TEKS YANG DISEDIAKAN:
⟨

Selasa, 15 Mei 2012

HUKUM JENAZAH Bag 3


MENGKAFANI JENAZAH
     Diantara kewajiban orang hidup terhadap orang yang meninggal adalah mengkafaninya. Ibnu Qathan bekata : “Ulama sepakat wajib mayat itu dimandikan dan dikafani apabila ia telah balig selama ia tidak gugur sebagai syahid atau terbunuh secara dzolim atau meninggal dalam hokum qishos.”(Al  iqna  fi masa’il  Al  - ijma : 1 / 182)
Kewajiban mengkafani jenazah ini juga ditunjukan oleh hadist Ibnu Abbas tenteng seseorang yang sedang wuquf di Arafa lalu jatuh dari kenderaannya dan meninggal , maka Rasulullah bersabda kepada para sahabat :
اغسلوه  بماء  و سدر  و كفّنوه  في  ثوبين  (  متفق عليه  )                                              
“Mandikanlah dia dengan air dan daun sidr, dan kafanilah dia dengan dua baju.”(Muttafaqun ‘alaih)

Al Imam An Nawawi  tatkala menjelaskan hadist Aisyah yang mengatakan :
 كفّن رسول الله في ثلاثة  اثواب بيض  سحواية من كرسف ليس فييها قميص ولا عمامة ( مثفق عليه )                                
“Rasulullah dikafani dengan tiga baju putih (yang terbuat dari kapas ) beliau tidak memakai(tidak ada padanya) baju dan imamah.”(mattafaqun ‘alaih)
Imam Nawawi berkata: ” pada hadist ini dan hadist Mush’ab bin Umair yang terdahulu serta selain keduanya menunjukan tentang wajibnya mengkafani  jenazah dan ini adalah kesepakatan kaum muslimin .”(Al minhaj syarh shohih Muslim  4 / 256)
   Dari beberapa hadist dan keterangan para ulama yang tidak dapat saya nukilkan semuanya disini telah menunjukan kepada kita bahwa HUKUM MENGKAFANI JENAZAH ADALAH WAJIB , AKAN TETAPI KEWAJIBANNYA ADALAH BERSIFAT KIFAYAH.(lihat shohih fiqih sunnah 1/969, Abu Malik Kamal Bin As sayyid salim). Adapun biaya kafan tersebut diambil dari harta pokok si mayyit apabila dia tidak mempunyai harta maka diambil dari orang yang mempunyai kewajiban menafkahinya, jika tidak ada maka diambil dari harta baitul maal, jika tidak ada juga maka ini menjadi kewajiban kaum muslimin agar imam mengambil harta dari orang-orang yang mampu ataupun orang yang menyaksikan kematiannya.(Al minhaj syarh Muslim 4/256, sohih fiqih sunnah 1/971 oleh Abu Malik Kamal bin As Sayyid Salim)

⟩

(Catatan dataset penunjukan)
⟨

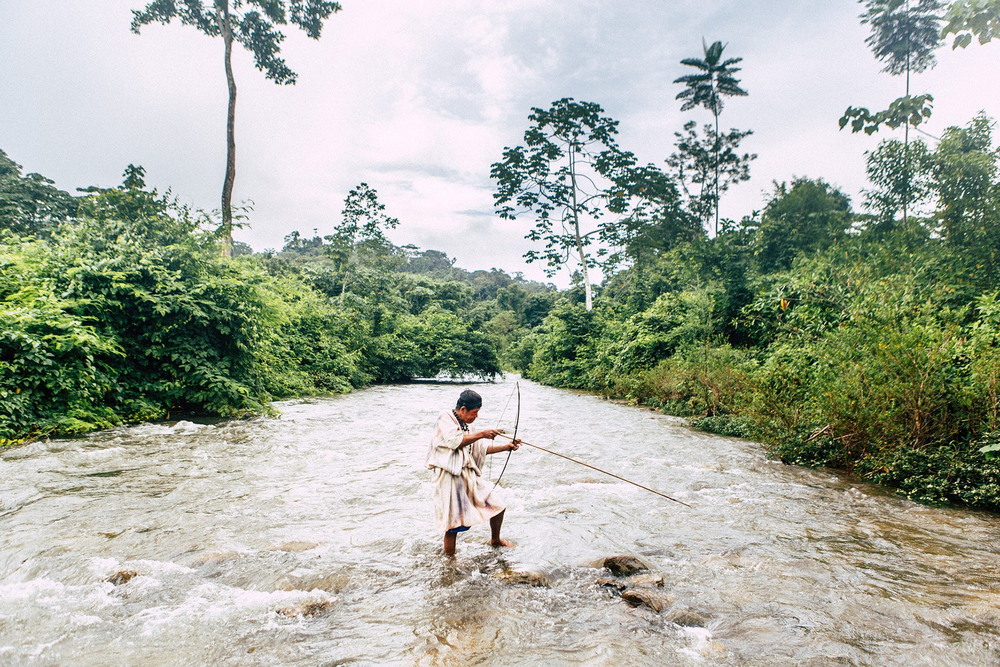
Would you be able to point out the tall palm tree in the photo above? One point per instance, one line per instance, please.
(904, 35)
(713, 81)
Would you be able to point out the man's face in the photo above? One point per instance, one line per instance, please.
(467, 415)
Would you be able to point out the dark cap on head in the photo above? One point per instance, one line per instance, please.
(469, 400)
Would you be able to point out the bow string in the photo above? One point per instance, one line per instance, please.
(517, 421)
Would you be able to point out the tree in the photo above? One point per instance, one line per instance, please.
(966, 166)
(254, 25)
(361, 231)
(968, 18)
(904, 36)
(807, 216)
(31, 205)
(707, 165)
(900, 176)
(714, 80)
(570, 173)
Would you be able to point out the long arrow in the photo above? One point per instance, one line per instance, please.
(587, 465)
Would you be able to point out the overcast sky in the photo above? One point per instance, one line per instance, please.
(419, 98)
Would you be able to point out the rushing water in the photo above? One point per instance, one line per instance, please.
(308, 540)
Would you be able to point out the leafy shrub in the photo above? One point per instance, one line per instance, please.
(942, 474)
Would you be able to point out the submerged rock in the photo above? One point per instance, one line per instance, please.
(649, 580)
(623, 566)
(296, 545)
(647, 597)
(311, 608)
(528, 578)
(122, 577)
(608, 582)
(687, 617)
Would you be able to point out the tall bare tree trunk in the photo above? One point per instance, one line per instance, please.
(717, 173)
(588, 296)
(906, 148)
(227, 185)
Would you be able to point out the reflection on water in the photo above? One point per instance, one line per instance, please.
(309, 539)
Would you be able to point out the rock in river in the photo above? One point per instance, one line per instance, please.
(623, 566)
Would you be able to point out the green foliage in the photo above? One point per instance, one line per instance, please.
(254, 24)
(972, 18)
(707, 165)
(56, 371)
(906, 110)
(564, 353)
(810, 215)
(699, 380)
(947, 473)
(901, 176)
(713, 81)
(585, 194)
(904, 33)
(30, 205)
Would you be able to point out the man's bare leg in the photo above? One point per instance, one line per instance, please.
(449, 543)
(495, 523)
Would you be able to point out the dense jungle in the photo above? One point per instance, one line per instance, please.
(857, 335)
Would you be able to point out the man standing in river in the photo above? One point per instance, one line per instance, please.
(461, 497)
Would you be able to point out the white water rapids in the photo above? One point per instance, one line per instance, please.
(308, 540)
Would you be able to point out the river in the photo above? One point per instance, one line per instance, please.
(307, 539)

⟩

LATIHAN SINGKAT 1:
Tulis ulang baris-baris daftar mulai dari baris yang memuat "Would you be able to point out the man's bare" sampai akhir daftar, dengan mengganti "river" menjadi "stream" tanpa perubahan lain.
LATIHAN SINGKAT 2:
Sambung teks tentang mengkafani jenazah mulai dari kalimat terakhirnya.

HASIL AKHIR 1:
Would you be able to point out the man's bare leg in the photo above? One point per instance, one line per instance, please.
(449, 543)
(495, 523)
Would you be able to point out the dense jungle in the photo above? One point per instance, one line per instance, please.
(857, 335)
Would you be able to point out the man standing in stream in the photo above? One point per instance, one line per instance, please.
(461, 497)
Would you be able to point out the white water rapids in the photo above? One point per instance, one line per instance, please.
(308, 540)
Would you be able to point out the stream in the photo above? One point per instance, one line per instance, please.
(307, 539)

HASIL AKHIR 2:
Ibrahim An Nakh’I berkata : “Yang terlebih dahulu disisihkan dari harta si mayyit sebelum dibagikan kepada ahli waris adalah keperluan kafannya, kemudian keperluan membayar hutang-hutangnya, kemudian penunaian wasiatnya” ( Al fath 4/232 ). Sufyan Ats Saury berkata : “Ongkos penggalian kubur dan biaya memandikan sama dengan hokum kafan yakni diambil dari harta pokok si mayyit”(Al  fath 4/232).
Sepantasnya kafan yang dipakai untuk menutupi mayyit tersebut panjang dan lebar sehingga dapat menutupi tubuhnya, hal ini berdasarkan hadist Rasulullah :
اذا  كفن  احدكم  اخاه  فليحسن  كفنه  ( رواه مسلم )                                                                               
    “Apabila salah seorang dari kalian mengkafani saudaranya, maka perbaguslah kain kafannya tersebut.”(Hr Muslim)
Catatn :
1.       Membaguskan kain kafan pada hadist ini bukanlah berarti kafan tersebut mahal harganya.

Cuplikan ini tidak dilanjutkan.